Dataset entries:
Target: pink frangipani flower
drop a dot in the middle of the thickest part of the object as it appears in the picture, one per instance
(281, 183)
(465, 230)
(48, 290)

== AIM ==
Reproduce all the data word for word.

== THE RESULT ==
Target: pink frangipani flower
drop a dot in the middle of the thickest part of the object as it appears in the picture, one per instance
(281, 183)
(465, 230)
(48, 290)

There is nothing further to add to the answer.